(Point placement records)
:::

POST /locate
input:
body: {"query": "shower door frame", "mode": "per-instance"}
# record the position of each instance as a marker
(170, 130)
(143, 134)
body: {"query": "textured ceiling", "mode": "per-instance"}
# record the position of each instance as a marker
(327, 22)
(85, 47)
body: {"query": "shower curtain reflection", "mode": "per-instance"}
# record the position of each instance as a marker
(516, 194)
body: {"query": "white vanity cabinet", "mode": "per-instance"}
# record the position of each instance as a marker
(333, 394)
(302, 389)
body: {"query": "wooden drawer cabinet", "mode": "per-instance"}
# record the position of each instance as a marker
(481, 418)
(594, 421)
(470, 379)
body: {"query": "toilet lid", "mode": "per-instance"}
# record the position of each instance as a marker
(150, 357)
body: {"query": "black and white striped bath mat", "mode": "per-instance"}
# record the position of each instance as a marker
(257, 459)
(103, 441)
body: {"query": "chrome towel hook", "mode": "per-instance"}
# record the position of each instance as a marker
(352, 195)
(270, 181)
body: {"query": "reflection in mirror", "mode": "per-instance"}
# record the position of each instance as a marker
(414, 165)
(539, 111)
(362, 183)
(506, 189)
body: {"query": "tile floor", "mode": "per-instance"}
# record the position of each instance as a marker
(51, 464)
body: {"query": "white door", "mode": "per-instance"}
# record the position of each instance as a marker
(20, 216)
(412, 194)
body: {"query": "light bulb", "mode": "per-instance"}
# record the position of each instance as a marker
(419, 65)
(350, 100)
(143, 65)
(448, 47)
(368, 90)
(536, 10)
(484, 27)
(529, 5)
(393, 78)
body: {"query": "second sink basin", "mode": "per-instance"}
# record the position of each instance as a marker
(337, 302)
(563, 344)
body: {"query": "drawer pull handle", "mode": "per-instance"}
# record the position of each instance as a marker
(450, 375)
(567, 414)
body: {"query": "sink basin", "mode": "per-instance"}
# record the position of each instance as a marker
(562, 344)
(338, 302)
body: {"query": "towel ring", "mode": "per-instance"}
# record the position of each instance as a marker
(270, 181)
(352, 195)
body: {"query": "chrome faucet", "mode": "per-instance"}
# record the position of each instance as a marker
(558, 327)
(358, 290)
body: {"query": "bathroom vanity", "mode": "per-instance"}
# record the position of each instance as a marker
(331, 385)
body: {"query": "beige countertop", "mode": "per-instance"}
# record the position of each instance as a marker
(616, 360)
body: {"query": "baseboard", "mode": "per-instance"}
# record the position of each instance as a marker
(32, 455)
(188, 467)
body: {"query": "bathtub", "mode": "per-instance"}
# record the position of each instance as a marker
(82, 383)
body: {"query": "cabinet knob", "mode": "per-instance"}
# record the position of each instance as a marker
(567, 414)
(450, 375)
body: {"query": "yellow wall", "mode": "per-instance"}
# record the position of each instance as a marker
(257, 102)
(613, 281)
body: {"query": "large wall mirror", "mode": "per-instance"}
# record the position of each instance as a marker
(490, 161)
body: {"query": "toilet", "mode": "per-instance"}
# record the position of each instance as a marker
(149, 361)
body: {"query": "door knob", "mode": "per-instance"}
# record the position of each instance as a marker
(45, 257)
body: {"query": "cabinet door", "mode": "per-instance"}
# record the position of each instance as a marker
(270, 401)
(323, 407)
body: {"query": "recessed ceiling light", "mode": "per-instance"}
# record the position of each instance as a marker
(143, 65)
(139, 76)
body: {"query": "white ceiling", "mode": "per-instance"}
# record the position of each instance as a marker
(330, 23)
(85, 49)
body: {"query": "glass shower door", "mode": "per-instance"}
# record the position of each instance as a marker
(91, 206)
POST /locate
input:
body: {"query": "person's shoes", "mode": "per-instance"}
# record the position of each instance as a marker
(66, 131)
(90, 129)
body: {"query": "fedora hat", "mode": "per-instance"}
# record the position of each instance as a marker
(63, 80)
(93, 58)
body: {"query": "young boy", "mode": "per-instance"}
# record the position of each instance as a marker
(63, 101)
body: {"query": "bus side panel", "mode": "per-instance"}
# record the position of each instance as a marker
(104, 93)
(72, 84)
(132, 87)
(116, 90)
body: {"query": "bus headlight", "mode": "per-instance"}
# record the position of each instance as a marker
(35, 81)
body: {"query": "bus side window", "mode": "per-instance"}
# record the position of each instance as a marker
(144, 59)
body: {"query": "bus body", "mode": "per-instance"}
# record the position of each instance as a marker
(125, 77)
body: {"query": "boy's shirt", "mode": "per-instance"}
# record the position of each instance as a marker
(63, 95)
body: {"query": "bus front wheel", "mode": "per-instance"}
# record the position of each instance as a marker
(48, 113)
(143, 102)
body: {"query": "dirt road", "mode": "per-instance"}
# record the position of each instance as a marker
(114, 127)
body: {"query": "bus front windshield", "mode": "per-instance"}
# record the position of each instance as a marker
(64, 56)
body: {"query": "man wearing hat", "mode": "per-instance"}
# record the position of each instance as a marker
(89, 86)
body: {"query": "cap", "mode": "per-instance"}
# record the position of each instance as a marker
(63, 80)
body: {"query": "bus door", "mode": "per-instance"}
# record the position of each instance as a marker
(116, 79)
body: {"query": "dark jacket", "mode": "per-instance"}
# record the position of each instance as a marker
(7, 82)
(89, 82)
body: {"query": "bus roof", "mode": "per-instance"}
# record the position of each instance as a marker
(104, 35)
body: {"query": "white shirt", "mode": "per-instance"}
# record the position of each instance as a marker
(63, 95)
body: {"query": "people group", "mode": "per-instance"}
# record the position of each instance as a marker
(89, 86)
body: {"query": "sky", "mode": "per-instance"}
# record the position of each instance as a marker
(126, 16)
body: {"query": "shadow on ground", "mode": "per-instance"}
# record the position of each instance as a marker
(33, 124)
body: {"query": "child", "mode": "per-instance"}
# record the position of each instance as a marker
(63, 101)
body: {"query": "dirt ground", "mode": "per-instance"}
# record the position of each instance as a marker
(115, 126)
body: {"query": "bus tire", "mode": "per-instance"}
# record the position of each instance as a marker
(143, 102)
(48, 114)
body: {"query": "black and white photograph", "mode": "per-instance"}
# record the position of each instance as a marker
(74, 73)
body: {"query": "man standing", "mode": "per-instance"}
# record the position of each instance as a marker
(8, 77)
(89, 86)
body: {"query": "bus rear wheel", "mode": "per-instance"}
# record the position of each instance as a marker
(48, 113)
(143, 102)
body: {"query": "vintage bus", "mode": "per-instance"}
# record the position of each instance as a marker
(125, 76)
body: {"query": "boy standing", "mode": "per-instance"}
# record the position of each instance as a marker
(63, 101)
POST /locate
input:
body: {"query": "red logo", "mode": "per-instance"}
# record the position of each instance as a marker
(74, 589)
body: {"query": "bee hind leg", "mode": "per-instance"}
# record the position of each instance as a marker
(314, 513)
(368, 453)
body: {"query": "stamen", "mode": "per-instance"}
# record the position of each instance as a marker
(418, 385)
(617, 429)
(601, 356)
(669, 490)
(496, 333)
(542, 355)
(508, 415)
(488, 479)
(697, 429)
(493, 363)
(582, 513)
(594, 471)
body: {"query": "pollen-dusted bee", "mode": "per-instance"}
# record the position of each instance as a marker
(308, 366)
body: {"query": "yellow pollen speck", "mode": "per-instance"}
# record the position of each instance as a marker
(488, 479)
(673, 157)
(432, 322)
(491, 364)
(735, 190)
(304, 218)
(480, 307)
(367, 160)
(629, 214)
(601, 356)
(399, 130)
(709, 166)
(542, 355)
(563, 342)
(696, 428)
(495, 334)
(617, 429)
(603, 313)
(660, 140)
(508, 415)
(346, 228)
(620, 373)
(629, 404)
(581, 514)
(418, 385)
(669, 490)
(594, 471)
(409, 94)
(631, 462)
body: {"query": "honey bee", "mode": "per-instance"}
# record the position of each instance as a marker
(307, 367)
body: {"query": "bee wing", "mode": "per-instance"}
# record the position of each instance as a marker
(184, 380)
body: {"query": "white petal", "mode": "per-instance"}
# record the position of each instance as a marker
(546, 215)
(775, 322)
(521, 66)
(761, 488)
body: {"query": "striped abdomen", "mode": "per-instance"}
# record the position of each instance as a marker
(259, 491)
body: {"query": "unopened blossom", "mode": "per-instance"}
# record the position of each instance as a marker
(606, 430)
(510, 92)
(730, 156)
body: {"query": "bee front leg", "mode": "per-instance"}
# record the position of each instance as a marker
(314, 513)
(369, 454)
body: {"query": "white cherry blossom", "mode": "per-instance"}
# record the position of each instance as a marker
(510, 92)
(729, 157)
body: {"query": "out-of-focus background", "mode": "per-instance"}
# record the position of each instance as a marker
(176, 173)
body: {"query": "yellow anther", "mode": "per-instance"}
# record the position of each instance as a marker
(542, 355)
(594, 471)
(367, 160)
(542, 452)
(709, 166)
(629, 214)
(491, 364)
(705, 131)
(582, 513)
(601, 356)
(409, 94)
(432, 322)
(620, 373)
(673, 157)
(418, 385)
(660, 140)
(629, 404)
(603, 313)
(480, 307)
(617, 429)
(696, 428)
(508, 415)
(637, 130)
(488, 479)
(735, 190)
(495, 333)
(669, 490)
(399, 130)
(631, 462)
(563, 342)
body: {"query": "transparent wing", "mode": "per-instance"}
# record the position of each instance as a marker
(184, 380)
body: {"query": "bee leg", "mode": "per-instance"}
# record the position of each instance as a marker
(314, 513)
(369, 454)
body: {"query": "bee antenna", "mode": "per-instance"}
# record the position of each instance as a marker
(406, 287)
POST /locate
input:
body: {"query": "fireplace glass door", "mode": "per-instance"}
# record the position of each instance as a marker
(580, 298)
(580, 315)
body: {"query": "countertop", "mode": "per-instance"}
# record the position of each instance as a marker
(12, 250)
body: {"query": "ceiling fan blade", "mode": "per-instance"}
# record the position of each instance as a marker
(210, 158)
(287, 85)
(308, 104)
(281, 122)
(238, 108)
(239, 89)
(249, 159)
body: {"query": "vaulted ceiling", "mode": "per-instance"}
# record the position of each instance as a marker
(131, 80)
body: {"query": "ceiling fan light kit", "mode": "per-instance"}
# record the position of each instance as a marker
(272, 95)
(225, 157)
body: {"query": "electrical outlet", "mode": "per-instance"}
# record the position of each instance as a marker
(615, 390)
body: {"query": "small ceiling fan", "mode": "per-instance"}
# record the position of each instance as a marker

:::

• [Task directions]
Pull out every line in the records above that contains the string "wall", treating uppercase and lowercase as different.

• [Task result]
body: {"query": "yellow wall", "mode": "per-instance"}
body: {"query": "large wall mirror", "mode": "per-instance"}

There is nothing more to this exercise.